> _Task prompt_: Using the data that follows, return exactly the lines from the one that contains "If you could point to the shadow" through the one that contains "If you could point to the beetle antenna", ends included.

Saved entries
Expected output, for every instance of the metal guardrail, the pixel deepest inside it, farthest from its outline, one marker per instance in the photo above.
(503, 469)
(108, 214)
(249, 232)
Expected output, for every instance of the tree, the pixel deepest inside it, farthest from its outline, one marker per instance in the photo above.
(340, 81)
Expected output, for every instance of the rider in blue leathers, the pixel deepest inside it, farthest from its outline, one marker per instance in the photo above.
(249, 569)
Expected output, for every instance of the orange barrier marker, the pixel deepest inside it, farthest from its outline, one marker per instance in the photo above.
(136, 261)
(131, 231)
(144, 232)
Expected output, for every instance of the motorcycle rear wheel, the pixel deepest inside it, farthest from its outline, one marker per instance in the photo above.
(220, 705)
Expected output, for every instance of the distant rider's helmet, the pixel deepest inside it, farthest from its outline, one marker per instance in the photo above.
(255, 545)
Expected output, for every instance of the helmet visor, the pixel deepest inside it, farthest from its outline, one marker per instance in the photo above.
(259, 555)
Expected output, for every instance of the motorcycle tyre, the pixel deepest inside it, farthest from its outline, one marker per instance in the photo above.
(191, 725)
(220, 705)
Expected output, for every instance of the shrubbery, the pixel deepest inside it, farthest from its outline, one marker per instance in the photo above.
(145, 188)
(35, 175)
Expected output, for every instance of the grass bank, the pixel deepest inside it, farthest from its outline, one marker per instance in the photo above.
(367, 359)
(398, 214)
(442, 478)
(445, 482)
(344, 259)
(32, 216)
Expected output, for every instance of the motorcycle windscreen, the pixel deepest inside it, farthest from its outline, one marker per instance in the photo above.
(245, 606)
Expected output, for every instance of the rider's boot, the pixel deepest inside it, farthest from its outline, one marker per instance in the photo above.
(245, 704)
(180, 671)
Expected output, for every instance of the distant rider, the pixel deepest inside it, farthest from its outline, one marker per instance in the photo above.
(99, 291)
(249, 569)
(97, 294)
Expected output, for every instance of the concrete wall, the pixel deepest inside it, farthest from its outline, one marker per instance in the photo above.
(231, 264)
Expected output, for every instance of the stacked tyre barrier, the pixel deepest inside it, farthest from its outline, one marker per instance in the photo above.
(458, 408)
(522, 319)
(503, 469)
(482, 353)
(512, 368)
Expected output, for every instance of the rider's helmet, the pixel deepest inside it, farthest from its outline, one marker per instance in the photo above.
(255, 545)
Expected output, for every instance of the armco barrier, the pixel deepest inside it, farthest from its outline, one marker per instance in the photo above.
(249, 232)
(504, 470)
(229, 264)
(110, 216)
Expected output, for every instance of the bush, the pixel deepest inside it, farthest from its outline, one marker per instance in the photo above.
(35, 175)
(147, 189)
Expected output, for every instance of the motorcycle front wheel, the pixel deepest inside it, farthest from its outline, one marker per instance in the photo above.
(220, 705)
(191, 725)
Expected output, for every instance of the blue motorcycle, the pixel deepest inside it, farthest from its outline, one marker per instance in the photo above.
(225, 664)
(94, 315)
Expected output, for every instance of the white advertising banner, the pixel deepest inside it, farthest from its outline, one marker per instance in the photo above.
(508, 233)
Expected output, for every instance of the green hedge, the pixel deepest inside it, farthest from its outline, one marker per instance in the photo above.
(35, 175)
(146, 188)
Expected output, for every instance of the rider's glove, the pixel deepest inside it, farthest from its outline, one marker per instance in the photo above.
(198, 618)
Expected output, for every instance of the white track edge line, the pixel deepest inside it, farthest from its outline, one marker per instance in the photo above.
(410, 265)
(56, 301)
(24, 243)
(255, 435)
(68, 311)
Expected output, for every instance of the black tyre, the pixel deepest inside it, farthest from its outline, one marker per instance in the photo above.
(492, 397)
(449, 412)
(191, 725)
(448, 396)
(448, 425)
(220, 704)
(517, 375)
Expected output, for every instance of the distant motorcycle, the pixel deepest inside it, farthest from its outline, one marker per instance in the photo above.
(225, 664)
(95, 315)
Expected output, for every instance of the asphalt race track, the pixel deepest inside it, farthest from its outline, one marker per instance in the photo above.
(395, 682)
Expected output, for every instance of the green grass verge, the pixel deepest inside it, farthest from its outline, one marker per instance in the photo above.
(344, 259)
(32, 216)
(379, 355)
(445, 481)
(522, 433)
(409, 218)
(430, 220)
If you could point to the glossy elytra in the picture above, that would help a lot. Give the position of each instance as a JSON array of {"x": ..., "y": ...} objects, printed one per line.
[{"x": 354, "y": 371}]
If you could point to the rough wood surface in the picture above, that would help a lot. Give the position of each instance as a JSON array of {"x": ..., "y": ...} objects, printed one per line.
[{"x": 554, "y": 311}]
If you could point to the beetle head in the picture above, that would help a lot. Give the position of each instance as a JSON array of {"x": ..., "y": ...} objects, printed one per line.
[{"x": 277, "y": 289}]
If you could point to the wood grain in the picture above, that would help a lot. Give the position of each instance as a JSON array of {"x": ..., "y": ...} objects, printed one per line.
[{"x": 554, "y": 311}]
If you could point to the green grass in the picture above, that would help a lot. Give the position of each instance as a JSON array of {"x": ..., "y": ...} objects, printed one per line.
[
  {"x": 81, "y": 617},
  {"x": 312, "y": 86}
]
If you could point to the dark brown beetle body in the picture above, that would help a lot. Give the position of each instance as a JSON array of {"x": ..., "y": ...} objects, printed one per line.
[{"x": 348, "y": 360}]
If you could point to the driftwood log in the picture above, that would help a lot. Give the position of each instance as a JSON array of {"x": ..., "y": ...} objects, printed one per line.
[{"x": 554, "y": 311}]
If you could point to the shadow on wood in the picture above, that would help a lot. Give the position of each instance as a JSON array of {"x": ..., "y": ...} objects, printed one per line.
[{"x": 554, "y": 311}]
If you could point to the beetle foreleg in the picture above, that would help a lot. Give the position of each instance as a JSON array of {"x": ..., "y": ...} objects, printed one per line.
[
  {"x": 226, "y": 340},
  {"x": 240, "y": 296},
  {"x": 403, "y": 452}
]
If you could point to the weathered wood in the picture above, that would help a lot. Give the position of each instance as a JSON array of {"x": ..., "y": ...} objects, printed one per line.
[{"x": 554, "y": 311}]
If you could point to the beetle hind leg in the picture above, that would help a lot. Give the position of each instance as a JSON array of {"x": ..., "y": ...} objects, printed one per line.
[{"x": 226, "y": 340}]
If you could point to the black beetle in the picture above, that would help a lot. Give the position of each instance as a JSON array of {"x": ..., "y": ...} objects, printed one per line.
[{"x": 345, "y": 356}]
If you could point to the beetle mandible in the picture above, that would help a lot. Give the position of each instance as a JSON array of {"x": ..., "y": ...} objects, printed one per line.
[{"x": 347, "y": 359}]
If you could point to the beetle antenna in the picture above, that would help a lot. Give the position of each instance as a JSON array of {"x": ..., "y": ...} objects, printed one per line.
* * *
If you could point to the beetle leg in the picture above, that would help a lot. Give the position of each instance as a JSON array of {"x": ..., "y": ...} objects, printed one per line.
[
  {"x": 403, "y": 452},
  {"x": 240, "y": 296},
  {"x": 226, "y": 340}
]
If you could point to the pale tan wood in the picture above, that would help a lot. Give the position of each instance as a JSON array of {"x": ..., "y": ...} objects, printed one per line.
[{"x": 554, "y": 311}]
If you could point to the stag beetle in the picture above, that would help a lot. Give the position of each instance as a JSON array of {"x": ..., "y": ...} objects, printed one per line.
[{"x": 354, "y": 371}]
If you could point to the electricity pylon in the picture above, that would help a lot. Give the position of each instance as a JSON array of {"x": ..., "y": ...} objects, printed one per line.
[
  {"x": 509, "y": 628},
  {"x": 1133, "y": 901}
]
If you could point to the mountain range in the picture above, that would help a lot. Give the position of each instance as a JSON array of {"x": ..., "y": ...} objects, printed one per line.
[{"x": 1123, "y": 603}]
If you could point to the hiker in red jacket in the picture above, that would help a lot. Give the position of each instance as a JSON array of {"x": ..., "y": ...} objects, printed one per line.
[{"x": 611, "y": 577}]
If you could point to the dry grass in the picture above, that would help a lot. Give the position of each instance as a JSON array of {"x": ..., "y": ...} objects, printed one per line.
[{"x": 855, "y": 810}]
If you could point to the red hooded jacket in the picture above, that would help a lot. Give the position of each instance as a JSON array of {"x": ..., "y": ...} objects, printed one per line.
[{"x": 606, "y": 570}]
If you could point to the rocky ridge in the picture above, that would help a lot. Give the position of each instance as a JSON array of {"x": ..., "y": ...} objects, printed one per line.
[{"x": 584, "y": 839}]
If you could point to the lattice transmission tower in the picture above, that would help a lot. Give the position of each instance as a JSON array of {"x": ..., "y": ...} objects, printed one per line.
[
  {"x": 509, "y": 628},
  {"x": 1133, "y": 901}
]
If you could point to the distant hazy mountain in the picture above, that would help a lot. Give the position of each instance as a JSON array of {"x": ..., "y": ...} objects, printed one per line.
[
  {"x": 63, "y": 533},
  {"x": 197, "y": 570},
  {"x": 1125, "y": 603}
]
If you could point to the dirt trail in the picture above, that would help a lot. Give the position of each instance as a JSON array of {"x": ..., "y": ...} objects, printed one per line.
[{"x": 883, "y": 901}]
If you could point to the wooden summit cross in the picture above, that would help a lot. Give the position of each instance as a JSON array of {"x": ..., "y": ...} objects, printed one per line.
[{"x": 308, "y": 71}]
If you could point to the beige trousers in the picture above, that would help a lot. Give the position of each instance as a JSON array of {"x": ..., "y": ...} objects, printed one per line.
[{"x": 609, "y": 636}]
--
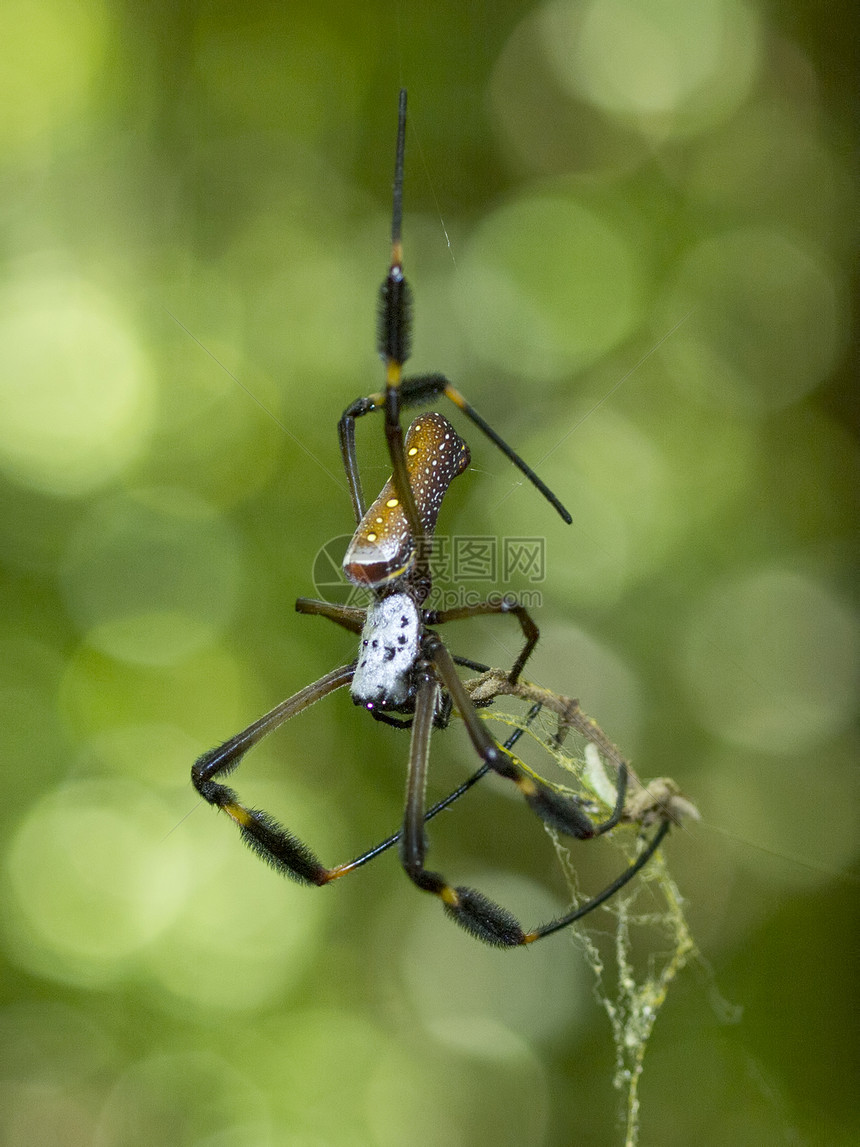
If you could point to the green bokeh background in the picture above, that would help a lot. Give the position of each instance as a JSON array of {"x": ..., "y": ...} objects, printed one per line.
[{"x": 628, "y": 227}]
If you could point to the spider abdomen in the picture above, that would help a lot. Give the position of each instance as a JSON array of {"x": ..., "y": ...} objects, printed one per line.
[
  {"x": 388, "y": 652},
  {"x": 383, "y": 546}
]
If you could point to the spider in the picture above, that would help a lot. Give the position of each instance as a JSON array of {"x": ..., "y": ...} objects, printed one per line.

> _Problem solution_:
If you could point to the shadow on wood in the picture above, that would help a lot. Give the position of each instance as a JSON array of {"x": ..., "y": ...} objects, printed one per line.
[{"x": 554, "y": 311}]
If you could point to the beetle foreleg in the picture above, that would help a lot. Give the position of each instance as a JSON array of {"x": ..., "y": ...} objects, printed one per line.
[
  {"x": 226, "y": 340},
  {"x": 240, "y": 296},
  {"x": 403, "y": 452}
]
If you could point to the weathered wood in the picture above, that would help a lot. Give the position of each instance as a JSON array of {"x": ..., "y": ...} objects, printed one per line.
[{"x": 554, "y": 311}]
If you could point to the beetle hind leg in the picture above, that would help a lot. Give the position of each instance as a JSON array of {"x": ..., "y": ...} objects, printed one per line.
[{"x": 226, "y": 340}]
If you could point to the black beetle in the picture above, that would help a lot. Give the position of each instance as a JSON array of {"x": ..., "y": ...} objects, printed one per line.
[{"x": 345, "y": 356}]
If you could point to the beetle mandible in the picture above, that would help a lot. Give the position of each instance as a JSON array of {"x": ..., "y": ...} objects, printed one per line.
[{"x": 347, "y": 359}]
If you could point to the beetle antenna in the picture above, that would help a lot. Give the position of each instance as a JSON array of {"x": ..., "y": ...} objects, printed one per line.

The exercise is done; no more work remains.